*Set problem*: Could you extract every entry below and reproduce it exactly?

(Entries from a dataset)
◆ ◆ ◆ ◆ ◆ ◆ ◆

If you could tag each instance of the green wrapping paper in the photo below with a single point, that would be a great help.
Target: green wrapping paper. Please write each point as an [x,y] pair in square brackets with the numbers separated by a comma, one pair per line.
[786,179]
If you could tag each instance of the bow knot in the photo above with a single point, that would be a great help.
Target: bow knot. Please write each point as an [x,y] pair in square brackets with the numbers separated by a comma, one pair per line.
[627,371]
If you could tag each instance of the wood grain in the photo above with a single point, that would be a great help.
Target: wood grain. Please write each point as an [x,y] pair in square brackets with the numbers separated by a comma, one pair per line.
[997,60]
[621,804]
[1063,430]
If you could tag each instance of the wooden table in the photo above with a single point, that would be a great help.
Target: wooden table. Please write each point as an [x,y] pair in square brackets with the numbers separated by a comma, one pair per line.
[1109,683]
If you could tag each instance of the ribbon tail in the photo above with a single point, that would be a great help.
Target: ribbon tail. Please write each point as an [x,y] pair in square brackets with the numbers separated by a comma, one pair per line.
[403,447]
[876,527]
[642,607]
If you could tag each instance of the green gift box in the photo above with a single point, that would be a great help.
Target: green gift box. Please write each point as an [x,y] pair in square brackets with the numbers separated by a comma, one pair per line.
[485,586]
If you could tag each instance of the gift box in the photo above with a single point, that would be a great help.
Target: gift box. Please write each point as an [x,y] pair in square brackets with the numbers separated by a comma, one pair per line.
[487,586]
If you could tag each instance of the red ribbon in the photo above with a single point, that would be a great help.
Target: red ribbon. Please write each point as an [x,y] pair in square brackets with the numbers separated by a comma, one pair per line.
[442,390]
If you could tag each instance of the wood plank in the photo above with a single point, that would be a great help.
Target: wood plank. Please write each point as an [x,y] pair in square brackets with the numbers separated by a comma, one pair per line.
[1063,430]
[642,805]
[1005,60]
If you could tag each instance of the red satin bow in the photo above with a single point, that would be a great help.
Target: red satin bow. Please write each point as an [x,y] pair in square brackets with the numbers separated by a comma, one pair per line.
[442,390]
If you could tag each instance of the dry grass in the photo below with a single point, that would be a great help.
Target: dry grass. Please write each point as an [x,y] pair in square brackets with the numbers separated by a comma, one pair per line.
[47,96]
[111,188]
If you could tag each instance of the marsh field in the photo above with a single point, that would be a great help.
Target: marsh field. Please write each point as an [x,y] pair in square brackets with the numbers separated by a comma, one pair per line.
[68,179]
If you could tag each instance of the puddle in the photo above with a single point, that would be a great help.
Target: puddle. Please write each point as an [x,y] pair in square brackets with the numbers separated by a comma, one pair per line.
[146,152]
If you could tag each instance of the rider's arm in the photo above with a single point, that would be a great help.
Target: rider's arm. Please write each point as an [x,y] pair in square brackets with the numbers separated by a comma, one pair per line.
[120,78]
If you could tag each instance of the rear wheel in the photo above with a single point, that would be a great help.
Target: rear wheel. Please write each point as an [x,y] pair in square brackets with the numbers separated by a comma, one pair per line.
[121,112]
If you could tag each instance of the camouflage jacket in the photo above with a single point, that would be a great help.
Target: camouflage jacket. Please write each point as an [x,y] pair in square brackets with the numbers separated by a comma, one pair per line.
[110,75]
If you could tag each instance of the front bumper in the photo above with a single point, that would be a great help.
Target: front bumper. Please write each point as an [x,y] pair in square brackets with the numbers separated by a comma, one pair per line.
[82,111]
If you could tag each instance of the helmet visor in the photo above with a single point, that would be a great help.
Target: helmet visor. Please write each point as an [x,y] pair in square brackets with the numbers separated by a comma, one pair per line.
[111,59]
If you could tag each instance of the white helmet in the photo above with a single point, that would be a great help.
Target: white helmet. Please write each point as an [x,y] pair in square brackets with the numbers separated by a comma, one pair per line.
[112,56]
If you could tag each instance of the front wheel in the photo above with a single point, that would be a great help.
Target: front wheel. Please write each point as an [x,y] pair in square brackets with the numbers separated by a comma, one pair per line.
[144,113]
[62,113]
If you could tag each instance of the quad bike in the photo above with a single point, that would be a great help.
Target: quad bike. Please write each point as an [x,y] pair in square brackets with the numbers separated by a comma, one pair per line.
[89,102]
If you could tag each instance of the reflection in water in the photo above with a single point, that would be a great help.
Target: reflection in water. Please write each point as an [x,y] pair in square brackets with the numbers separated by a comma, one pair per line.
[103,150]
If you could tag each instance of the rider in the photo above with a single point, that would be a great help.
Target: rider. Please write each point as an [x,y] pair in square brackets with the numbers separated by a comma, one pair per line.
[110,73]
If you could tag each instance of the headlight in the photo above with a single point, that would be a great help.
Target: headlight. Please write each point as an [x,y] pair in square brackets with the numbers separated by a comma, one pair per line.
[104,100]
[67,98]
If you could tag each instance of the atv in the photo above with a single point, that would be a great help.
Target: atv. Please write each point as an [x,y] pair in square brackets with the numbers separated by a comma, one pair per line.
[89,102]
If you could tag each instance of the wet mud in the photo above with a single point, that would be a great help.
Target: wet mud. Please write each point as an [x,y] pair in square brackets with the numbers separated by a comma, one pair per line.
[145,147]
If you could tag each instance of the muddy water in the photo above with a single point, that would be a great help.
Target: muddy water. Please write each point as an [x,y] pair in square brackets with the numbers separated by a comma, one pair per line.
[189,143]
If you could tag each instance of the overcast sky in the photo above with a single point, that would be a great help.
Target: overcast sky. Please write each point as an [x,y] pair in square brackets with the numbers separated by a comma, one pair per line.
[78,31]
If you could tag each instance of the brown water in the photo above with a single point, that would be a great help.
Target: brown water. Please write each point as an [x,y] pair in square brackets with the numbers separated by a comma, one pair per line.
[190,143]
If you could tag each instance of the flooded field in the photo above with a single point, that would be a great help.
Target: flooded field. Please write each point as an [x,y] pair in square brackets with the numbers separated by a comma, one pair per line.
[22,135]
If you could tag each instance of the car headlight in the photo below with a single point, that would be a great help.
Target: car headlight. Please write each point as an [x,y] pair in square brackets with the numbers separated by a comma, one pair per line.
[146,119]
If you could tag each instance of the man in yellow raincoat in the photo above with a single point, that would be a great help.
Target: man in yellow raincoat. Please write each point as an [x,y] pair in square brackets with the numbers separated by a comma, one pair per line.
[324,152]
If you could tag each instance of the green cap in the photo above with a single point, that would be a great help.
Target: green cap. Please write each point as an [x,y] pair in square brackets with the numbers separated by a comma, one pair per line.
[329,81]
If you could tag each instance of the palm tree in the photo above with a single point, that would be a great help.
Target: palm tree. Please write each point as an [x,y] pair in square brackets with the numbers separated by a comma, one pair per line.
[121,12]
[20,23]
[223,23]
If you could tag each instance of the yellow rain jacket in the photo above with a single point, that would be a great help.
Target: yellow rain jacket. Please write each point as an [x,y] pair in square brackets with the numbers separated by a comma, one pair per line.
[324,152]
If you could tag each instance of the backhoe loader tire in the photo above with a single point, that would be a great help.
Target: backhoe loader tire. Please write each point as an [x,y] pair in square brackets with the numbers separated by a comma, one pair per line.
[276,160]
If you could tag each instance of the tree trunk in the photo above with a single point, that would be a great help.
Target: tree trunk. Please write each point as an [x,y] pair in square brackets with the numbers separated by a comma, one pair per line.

◆ ◆ ◆ ◆ ◆ ◆ ◆

*Exercise response*:
If you could tag each instance of the green wrapping paper in the photo below with a single point, that would be a great help.
Target: green wrapping paper. Please write each point as an [x,y] pair in square brackets with the numbers separated by a comma, one pair per line.
[786,179]
If you could tag each instance of the bow knot in the photo above with a single point, that would be a great help.
Target: bow knot. Please write each point as an [x,y] pair in square brackets with the numbers separated by a comma, one pair per line.
[627,371]
If you could tag each instance of the wood grain in the photo above with a single point, that would be a great help.
Target: wood grain. Please write each point as an [x,y] pair in square brackets with the numbers separated by a comma, one pair per line.
[997,60]
[621,804]
[1063,430]
If you could tag each instance of the wooden table in the photo above with a single point, that would be a great help.
Target: wooden table. Please write each point as an [x,y] pair in square brackets with the numbers separated by a comma, one pair per line.
[1109,683]
If you could tag each instance of the ribbon tail in the photo above with a single point, that would be a great help.
Target: ribbon tail. Please write each point as an [x,y] pair in square brackets with the numbers separated by a comma, one pair per line.
[403,447]
[876,527]
[642,607]
If you could tag each instance of the green gift box in the photo above with a single point, that would be a great help.
Target: green gift box. Please write each point as an [x,y] pair in square brackets with the numbers separated by a comma, one pair per line.
[485,586]
If you could tag each instance of the gift box in the photo above with a single point, that would be a great help.
Target: gift box. Please write each point as an [x,y] pair in square brackets with the numbers separated by a comma, one pair per line.
[487,586]
If you could tag each instance of the red ribbon in the photo above with a single point, that would be a great help.
Target: red ribbon. Please write each point as an [x,y] pair in square brackets with the numbers separated by a comma, one pair per line.
[442,390]
If you could tag each instance of the wood plank in the photo above with a single point, that would be a great help.
Target: wood plank. Please write each point as an [x,y] pair in square brackets with the numbers separated by a comma, one pair per line.
[1063,430]
[642,805]
[1005,60]
If you could tag each instance of the red satin bow in the photo above with a single point, that would be a great help.
Target: red satin bow. Please write each point as an [x,y] pair in square brackets with the numbers separated by a comma, one pair per line.
[442,390]
If you could tag each instance of the dry grass in the photo below with a single point, that would be a great help.
Target: dry grass. Please write each point as an [x,y] pair in square brackets with the numbers separated by a comma, one pair per line.
[47,96]
[111,188]
If you could tag each instance of the marsh field in the photo above with a single point, that would be a great help.
Target: marsh field. Please write each point as an [x,y] pair in square brackets with the numbers separated by a comma, one pair per line.
[68,179]
If you could tag each instance of the puddle in the photo above with a single point, that would be a great help.
Target: puddle. Please write each point as an [x,y] pair in square brackets with the numbers separated by a comma, one pair per line.
[146,152]
If you could tag each instance of the rider's arm in the photo above with a single point, that would be a great help.
Target: rider's arm. Please write each point as an [x,y] pair in square brackets with the numbers separated by a comma, one pair per line.
[120,78]
If you could tag each instance of the rear wheel in the photo above with a single point, that would be a great help.
Target: rear wheel. Please write each point as an [x,y] pair in square brackets with the numbers separated by a comma, one pair per line.
[121,112]
If you could tag each instance of the camouflage jacket in the photo above with a single point, that would be a great help.
Target: camouflage jacket. Please write each point as an [x,y] pair in square brackets with the numbers separated by a comma, one pair per line.
[110,75]
If you could tag each instance of the front bumper in the photo above with a single point, that would be a great help.
Target: front bumper. Please write each point as an [x,y] pair in square brackets with the numbers separated by a comma, one pair per line.
[82,111]
If you could tag each instance of the helmet visor in the photo above with a single point, that would be a great help.
Target: helmet visor. Please write each point as an [x,y] pair in square brackets with the numbers separated by a comma, one pair per line.
[111,59]
If you could tag each instance of the white helmet in the photo above with a single point, that would be a great help.
Target: white helmet. Please write each point as an [x,y] pair in square brackets with the numbers separated by a comma, one pair per line.
[112,56]
If you could tag each instance of the front wheel in the photo above with a single point, that would be a great help.
Target: front wheel. Please write each point as an [x,y] pair in square brackets with the numbers separated by a comma, one pair per line.
[144,113]
[62,113]
If you could tag each instance of the quad bike in the photo above with a single point, that would be a great help.
Target: quad bike. Please write each point as an [x,y] pair in square brackets with the numbers separated by a comma, one pair per line.
[89,102]
If you could tag each instance of the reflection in water in the photo above with a single point, that would be a great help.
Target: reflection in water. Please write each point as an [x,y] pair in square brackets with the numbers separated by a comma, one pair per line.
[103,150]
If you could tag each instance of the rider in the photo above with a single point, that would be a great help.
Target: rider. Please write each point as an [x,y] pair in square brackets with the numbers separated by a comma, one pair per line.
[110,73]
If you could tag each instance of the headlight in the photo above with a single point, that would be a great help.
Target: headlight. Please write each point as an [x,y] pair in square brackets with the numbers separated by a comma, one pair per line.
[104,100]
[67,98]
If you could tag each instance of the atv in the photo above with a single point, that would be a great help.
Target: atv. Please write each point as an [x,y] pair in square brackets with the numbers separated by a comma, one pair per line.
[89,102]
If you could tag each instance of the wet mud in the photo above with a single point, that would be a great help.
Target: wet mud. Please write each point as an [x,y] pair in square brackets with the numbers separated by a comma, one pair per line.
[145,147]
If you could tag each instance of the muddy water in the photo above with a single point, that would be a great help.
Target: muddy water. Please write each point as an [x,y] pair in square brackets with the numbers separated by a comma, one pair per line.
[189,143]
If you could tag each instance of the overcast sky in the photo above with a single point, that would be a great help.
Target: overcast sky. Please write each point as an [x,y] pair in square brackets with the numbers separated by a comma, one pair per line.
[78,31]
If you could tag each instance of the brown water in the photo above with a single point, that would be a great help.
Target: brown water. Please write each point as an [x,y] pair in square brackets with the numbers separated by a comma, one pair per line.
[190,143]
If you could tag each instance of the flooded field in the photo above with a single point, that would be a great help.
Target: flooded field. Please write each point as an [x,y] pair in square brackets with the numbers separated by a comma, one pair per line.
[22,135]
If you could tag each instance of the car headlight in the photo below with a single point, that would be a great help.
Target: car headlight. Please write each point as an [x,y] pair in square brackets with the numbers separated by a comma, one pair per line.
[146,119]
If you could tag each instance of the man in yellow raincoat in the photo above with a single point, that would be a great help.
Target: man in yellow raincoat. Please write each point as an [x,y] pair in square brackets with the numbers separated by a comma, one pair per line.
[324,152]
If you could tag each instance of the green cap in the photo above with a single point, that would be a great help.
Target: green cap. Please write each point as an [x,y] pair in square brackets with the numbers separated by a comma, one pair per line.
[329,81]
If you could tag each instance of the palm tree in the photo above with a single point, that would be a great help.
Target: palm tree. Please write each point as an [x,y] pair in square brackets with the numbers separated by a comma, one pair per line.
[121,12]
[20,23]
[223,23]
If you could tag each instance of the yellow rain jacket in the photo above with a single point, that would be a great help.
Target: yellow rain jacket. Please write each point as an [x,y] pair in square brackets with the numbers separated by a comma, one pair per line.
[324,152]
If you could tag each instance of the backhoe loader tire in the photo above with a single point, that would be a great help.
Target: backhoe loader tire. Please write each point as an [x,y] pair in square brackets with the numbers separated by a comma, one pair per line.
[276,160]
If you could tag each instance of the tree trunk in the photo above with a single point, that would be a great help.
Target: tree trunk. Please write each point as an [x,y] pair in square brackets with the numbers separated by a comma, one pair per line.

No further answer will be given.